■ **TEXTE À LIRE**
◆ ◆ ◆ ◆ ◆

Portraits RFI Musique, le par fr.
Mis en ligne dans le kiosque le 7 septembre 2006.

Biographie - Renaud

Il ne rappe pas, et pourtant Renaud a été le premier porte-parole d'une jeunesse dont le verlan est la langue principale. Discrètement engagé, tendrement raleur, le chanteur "énervant" atteint, en 2002, des sommets de popularité exceptionnels lors de son retour discographique après les années sombres et alcoolisées.

Il naît Renaud Séchan, le 11 mai 1952 à Paris dans le XIV ème arrondissement, en même temps qu'un frère jumeau, David. La famille compte en tout six enfants. Leur père est professeur d'allemand, et auteur de romans policiers. Il est lui même issu d'une famille de vieille souche protestante. Leur mère est originaire d'un milieu prolétaire du nord de la France. Ils vivent à Paris dans un appartement modeste mais confortable.

Déjà anar

La scolarité de Renaud n'est pas brillante. En effet, dés l'école primaire, il ne manifeste pas une forte envie de travailler. La situation ne s'arrange pas lors de son entrée en classe de 6ème. Seules les matières comme le Dessin et le Français intéressent le jeune élève. En fait, il est assez indiscipliné, n'accordant à aucune autorité la moindre importance. Son père, "anarcho-socialiste", comme le dit le chanteur lui même, lui inculque une méfiance certaine envers les forces de police, les militaires et l'ordre en général. Dés 1967, quand il redouble sa classe de 3ème au Lycée Montaigne à Paris, Renaud est déjà féru de politique. Les choses vont se bousculer en 1968 lors des événement de mai. Pendant un mois, il participe activement au mouvement insurrectionnel des étudiants et vit dans l'Université de la Sorbonne comme beaucoup d'autres. C'est à cette occasion qu'il écrit sa première chanson avec pour tout accompagnement sa guitare.

Après cette période d'illusions, Renaud ambitionne maintenant de devenir comédien. Il effectue une dernière année en classe de seconde artistique puis quitte définitivement le système scolaire. Ses parents le somment de se mettre à travailler : il est tout à tour, magasinier, vendeur de livres de poche. L'essentiel de son argent passe dans l'achat de motos, dont il est amateur depuis qu'il a vu le film américain, "Easy Rider".

◆ ◆ ◆ ◆ ◆

■ **ENREGISTREMENTS PRÉSENTÉS**

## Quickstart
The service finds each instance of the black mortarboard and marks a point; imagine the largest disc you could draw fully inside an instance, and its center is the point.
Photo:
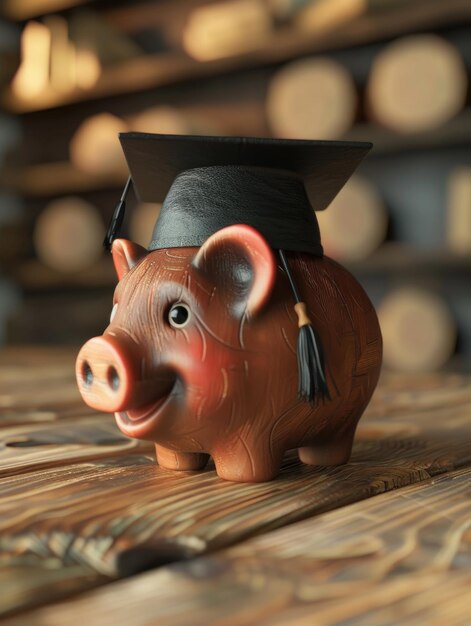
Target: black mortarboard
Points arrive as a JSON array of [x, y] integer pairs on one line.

◆ ◆ ◆ ◆ ◆

■ **TÂCHE À RÉALISER**
Recopiez sans la moindre modification le passage de la biographie de Renaud qui va de « Il ne rappe » jusqu'à « modeste mais confortable. ».

■ **RÉSULTAT OBTENU**
Il ne rappe pas, et pourtant Renaud a été le premier porte-parole d'une jeunesse dont le verlan est la langue principale. Discrètement engagé, tendrement raleur, le chanteur "énervant" atteint, en 2002, des sommets de popularité exceptionnels lors de son retour discographique après les années sombres et alcoolisées.

Il naît Renaud Séchan, le 11 mai 1952 à Paris dans le XIV ème arrondissement, en même temps qu'un frère jumeau, David. La famille compte en tout six enfants. Leur père est professeur d'allemand, et auteur de romans policiers. Il est lui même issu d'une famille de vieille souche protestante. Leur mère est originaire d'un milieu prolétaire du nord de la France. Ils vivent à Paris dans un appartement modeste mais confortable.